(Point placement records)
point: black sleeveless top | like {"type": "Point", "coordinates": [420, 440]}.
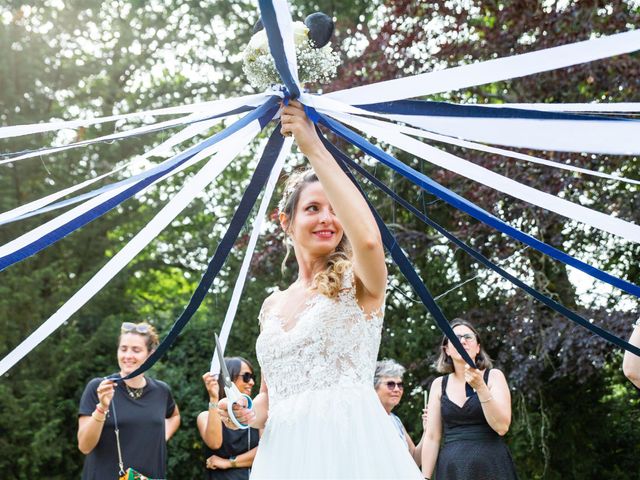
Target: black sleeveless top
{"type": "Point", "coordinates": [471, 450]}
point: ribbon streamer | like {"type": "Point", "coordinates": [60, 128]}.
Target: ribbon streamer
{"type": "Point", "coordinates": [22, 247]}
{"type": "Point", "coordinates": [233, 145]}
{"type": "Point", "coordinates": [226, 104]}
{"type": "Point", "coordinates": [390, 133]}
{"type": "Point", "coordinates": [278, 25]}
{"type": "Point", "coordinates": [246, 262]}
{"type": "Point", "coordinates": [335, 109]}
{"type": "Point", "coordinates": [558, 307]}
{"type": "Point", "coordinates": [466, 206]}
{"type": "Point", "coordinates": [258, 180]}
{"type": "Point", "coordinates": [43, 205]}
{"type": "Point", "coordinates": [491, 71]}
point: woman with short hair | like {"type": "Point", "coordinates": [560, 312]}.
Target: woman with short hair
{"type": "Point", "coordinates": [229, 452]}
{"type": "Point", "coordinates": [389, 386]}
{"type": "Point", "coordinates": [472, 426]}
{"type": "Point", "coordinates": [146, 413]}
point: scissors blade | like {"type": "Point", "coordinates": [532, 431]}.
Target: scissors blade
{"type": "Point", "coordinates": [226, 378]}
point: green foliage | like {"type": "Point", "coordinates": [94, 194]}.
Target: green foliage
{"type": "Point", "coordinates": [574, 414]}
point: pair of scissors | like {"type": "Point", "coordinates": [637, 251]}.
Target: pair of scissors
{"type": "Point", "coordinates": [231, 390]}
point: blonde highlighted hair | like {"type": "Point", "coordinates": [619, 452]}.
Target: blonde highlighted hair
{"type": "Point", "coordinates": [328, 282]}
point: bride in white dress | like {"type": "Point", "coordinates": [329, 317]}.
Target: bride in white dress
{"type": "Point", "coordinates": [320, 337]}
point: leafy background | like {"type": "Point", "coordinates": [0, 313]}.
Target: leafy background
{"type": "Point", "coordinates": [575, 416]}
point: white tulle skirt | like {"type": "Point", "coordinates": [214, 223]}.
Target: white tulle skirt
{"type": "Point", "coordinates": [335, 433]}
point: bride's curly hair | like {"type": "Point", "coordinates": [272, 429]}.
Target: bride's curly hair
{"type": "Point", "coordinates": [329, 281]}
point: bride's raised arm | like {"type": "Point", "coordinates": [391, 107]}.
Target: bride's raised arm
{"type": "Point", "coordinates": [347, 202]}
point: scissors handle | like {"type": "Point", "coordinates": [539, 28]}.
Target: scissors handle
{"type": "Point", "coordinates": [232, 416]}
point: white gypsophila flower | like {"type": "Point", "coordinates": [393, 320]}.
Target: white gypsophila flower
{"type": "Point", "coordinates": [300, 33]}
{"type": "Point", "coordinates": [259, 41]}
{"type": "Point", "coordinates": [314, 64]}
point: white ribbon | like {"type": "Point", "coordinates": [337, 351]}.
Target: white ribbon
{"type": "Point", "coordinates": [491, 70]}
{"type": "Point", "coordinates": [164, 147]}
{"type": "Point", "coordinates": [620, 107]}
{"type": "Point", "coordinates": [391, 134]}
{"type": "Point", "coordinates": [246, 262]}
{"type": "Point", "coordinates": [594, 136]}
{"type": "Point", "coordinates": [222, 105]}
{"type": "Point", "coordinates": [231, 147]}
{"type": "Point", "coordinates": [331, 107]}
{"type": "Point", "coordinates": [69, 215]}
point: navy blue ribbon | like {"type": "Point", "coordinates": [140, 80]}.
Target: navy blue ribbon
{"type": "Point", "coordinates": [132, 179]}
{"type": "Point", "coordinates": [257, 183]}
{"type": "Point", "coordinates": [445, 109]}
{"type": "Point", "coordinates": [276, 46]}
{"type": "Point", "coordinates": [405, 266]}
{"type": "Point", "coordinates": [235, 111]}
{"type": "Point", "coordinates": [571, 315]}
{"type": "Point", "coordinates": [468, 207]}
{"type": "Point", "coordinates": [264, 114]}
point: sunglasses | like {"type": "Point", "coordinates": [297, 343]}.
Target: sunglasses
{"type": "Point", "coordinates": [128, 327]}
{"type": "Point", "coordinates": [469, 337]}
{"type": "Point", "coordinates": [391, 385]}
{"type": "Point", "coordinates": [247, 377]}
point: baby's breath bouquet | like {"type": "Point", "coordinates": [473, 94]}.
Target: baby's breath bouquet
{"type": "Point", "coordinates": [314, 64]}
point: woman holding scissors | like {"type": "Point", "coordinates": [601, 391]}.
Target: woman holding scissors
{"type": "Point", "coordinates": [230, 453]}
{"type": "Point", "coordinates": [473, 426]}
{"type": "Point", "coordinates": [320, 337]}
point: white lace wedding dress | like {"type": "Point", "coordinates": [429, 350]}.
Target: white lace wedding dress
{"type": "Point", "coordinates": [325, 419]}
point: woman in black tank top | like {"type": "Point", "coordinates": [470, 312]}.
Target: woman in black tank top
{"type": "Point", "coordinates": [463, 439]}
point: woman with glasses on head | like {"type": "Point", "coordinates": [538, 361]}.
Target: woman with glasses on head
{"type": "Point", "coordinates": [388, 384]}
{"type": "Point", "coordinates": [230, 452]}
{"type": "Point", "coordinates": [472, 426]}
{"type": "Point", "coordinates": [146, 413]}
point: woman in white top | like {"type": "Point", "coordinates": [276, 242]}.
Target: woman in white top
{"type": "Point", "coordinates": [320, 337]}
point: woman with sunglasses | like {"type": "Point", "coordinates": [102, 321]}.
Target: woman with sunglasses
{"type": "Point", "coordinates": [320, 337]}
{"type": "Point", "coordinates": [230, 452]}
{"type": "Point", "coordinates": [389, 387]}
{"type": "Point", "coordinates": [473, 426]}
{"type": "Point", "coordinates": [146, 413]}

Exercise aim: Repeat the full listing above exactly, with no pictures in the copy.

Response to the task:
point: black sleeveless top | like {"type": "Point", "coordinates": [420, 440]}.
Target: black sleeveless top
{"type": "Point", "coordinates": [471, 450]}
point: ribbon streamer | like {"type": "Point", "coordinates": [60, 128]}.
Target: ribbon streamer
{"type": "Point", "coordinates": [22, 247]}
{"type": "Point", "coordinates": [233, 145]}
{"type": "Point", "coordinates": [226, 104]}
{"type": "Point", "coordinates": [390, 133]}
{"type": "Point", "coordinates": [278, 25]}
{"type": "Point", "coordinates": [246, 262]}
{"type": "Point", "coordinates": [335, 109]}
{"type": "Point", "coordinates": [558, 307]}
{"type": "Point", "coordinates": [466, 206]}
{"type": "Point", "coordinates": [258, 180]}
{"type": "Point", "coordinates": [43, 205]}
{"type": "Point", "coordinates": [491, 71]}
point: woman with short hair | like {"type": "Point", "coordinates": [560, 312]}.
Target: woman with short hair
{"type": "Point", "coordinates": [229, 452]}
{"type": "Point", "coordinates": [389, 386]}
{"type": "Point", "coordinates": [472, 426]}
{"type": "Point", "coordinates": [146, 413]}
point: scissors blade | like {"type": "Point", "coordinates": [532, 431]}.
Target: scissors blade
{"type": "Point", "coordinates": [226, 378]}
point: green foliage | like {"type": "Point", "coordinates": [94, 194]}.
Target: green foliage
{"type": "Point", "coordinates": [574, 414]}
point: pair of scissors | like {"type": "Point", "coordinates": [637, 251]}.
Target: pair of scissors
{"type": "Point", "coordinates": [231, 390]}
point: blonde highlighted hair | like {"type": "Point", "coordinates": [619, 452]}.
Target: blonde highlighted hair
{"type": "Point", "coordinates": [328, 282]}
point: bride in white dress | like {"type": "Point", "coordinates": [329, 317]}.
Target: bride in white dress
{"type": "Point", "coordinates": [320, 337]}
point: leafy background | like {"type": "Point", "coordinates": [0, 313]}.
Target: leafy background
{"type": "Point", "coordinates": [575, 416]}
point: white tulle skirt | like {"type": "Point", "coordinates": [214, 223]}.
Target: white tulle skirt
{"type": "Point", "coordinates": [335, 433]}
point: bride's curly hair | like {"type": "Point", "coordinates": [272, 429]}.
Target: bride's curly hair
{"type": "Point", "coordinates": [329, 281]}
point: bride's raised arm | like {"type": "Point", "coordinates": [391, 107]}.
Target: bride's raised arm
{"type": "Point", "coordinates": [347, 202]}
point: scissors handle | like {"type": "Point", "coordinates": [539, 28]}.
Target: scissors handle
{"type": "Point", "coordinates": [232, 416]}
point: white gypsophila flower | like {"type": "Point", "coordinates": [393, 320]}.
Target: white gypsophila flower
{"type": "Point", "coordinates": [300, 33]}
{"type": "Point", "coordinates": [259, 41]}
{"type": "Point", "coordinates": [314, 64]}
point: white ribbon | like {"type": "Point", "coordinates": [337, 351]}.
Target: white ribbon
{"type": "Point", "coordinates": [491, 70]}
{"type": "Point", "coordinates": [164, 147]}
{"type": "Point", "coordinates": [620, 107]}
{"type": "Point", "coordinates": [391, 134]}
{"type": "Point", "coordinates": [246, 262]}
{"type": "Point", "coordinates": [594, 136]}
{"type": "Point", "coordinates": [222, 105]}
{"type": "Point", "coordinates": [231, 147]}
{"type": "Point", "coordinates": [331, 107]}
{"type": "Point", "coordinates": [69, 215]}
point: navy blue ribbon | like {"type": "Point", "coordinates": [140, 80]}.
Target: navy blue ribbon
{"type": "Point", "coordinates": [132, 179]}
{"type": "Point", "coordinates": [257, 183]}
{"type": "Point", "coordinates": [445, 109]}
{"type": "Point", "coordinates": [276, 46]}
{"type": "Point", "coordinates": [405, 266]}
{"type": "Point", "coordinates": [235, 111]}
{"type": "Point", "coordinates": [571, 315]}
{"type": "Point", "coordinates": [468, 207]}
{"type": "Point", "coordinates": [264, 114]}
point: sunglasses | like {"type": "Point", "coordinates": [297, 343]}.
Target: sunglasses
{"type": "Point", "coordinates": [128, 327]}
{"type": "Point", "coordinates": [469, 337]}
{"type": "Point", "coordinates": [391, 385]}
{"type": "Point", "coordinates": [247, 377]}
point: baby's breath bouquet | like {"type": "Point", "coordinates": [473, 94]}.
Target: baby's breath bouquet
{"type": "Point", "coordinates": [314, 64]}
point: woman holding scissors | like {"type": "Point", "coordinates": [601, 391]}.
Target: woman holding scissors
{"type": "Point", "coordinates": [230, 453]}
{"type": "Point", "coordinates": [473, 426]}
{"type": "Point", "coordinates": [320, 337]}
point: white lace wedding dress | like {"type": "Point", "coordinates": [429, 350]}.
Target: white lace wedding dress
{"type": "Point", "coordinates": [325, 419]}
point: woman in black tank top | like {"type": "Point", "coordinates": [470, 312]}.
Target: woman in black tank top
{"type": "Point", "coordinates": [463, 439]}
point: woman with glasses on head | like {"type": "Point", "coordinates": [538, 361]}.
Target: woman with glasses on head
{"type": "Point", "coordinates": [388, 384]}
{"type": "Point", "coordinates": [230, 452]}
{"type": "Point", "coordinates": [472, 426]}
{"type": "Point", "coordinates": [146, 413]}
point: woman in white top | like {"type": "Point", "coordinates": [276, 242]}.
Target: woman in white top
{"type": "Point", "coordinates": [320, 337]}
point: woman with sunglasses | like {"type": "Point", "coordinates": [102, 321]}.
Target: woman with sunglasses
{"type": "Point", "coordinates": [320, 337]}
{"type": "Point", "coordinates": [230, 452]}
{"type": "Point", "coordinates": [389, 387]}
{"type": "Point", "coordinates": [473, 426]}
{"type": "Point", "coordinates": [146, 413]}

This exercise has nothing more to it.